** START **

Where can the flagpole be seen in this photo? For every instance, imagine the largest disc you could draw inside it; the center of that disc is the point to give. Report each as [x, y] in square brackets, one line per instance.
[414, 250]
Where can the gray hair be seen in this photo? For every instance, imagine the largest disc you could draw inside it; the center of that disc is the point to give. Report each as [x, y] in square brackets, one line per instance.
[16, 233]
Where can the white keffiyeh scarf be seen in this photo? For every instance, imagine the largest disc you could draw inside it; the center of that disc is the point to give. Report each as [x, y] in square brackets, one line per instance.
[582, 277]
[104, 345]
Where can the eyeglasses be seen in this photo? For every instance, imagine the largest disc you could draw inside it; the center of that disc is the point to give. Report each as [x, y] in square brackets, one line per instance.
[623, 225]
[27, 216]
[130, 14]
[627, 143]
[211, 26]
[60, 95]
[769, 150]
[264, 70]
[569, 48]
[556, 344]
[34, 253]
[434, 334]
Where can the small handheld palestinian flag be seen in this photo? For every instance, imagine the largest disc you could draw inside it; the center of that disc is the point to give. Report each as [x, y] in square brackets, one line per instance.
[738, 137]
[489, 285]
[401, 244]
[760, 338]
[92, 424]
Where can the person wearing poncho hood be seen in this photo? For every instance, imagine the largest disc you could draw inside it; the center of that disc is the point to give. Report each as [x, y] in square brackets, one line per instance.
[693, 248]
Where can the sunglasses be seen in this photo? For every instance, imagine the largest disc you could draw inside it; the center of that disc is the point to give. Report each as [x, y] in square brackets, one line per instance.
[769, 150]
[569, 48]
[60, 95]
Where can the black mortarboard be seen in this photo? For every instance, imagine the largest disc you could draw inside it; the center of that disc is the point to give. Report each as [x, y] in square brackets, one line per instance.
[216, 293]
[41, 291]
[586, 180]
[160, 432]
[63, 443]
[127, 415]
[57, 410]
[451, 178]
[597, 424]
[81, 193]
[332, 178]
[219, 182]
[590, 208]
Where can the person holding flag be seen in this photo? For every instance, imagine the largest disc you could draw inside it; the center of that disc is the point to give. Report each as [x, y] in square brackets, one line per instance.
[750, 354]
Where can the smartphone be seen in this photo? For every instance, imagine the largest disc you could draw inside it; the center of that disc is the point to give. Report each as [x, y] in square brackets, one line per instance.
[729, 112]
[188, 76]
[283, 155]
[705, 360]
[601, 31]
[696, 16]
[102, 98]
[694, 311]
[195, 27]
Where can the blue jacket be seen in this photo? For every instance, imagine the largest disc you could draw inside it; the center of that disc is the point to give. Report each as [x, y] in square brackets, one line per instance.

** END **

What is required —
Reproduce exactly, with nothing added, the lines from the one that contains "Where can the smartphone" to the end of the data.

Reply —
Where can the smartphone be seen in this photo? For every instance, imagine the largest disc you could draw inside it; the center of that disc is the point to give. Report each as [x, y] in square brackets, one line per instance.
[729, 112]
[188, 76]
[283, 155]
[705, 360]
[601, 31]
[696, 16]
[102, 98]
[694, 311]
[195, 27]
Where can the blue jacket be seen in this photo? For every instance, imagine the largest disc you could draw inside it; the center of that disc is the point to give. Report each as [x, y] in square brackets, one line per instance.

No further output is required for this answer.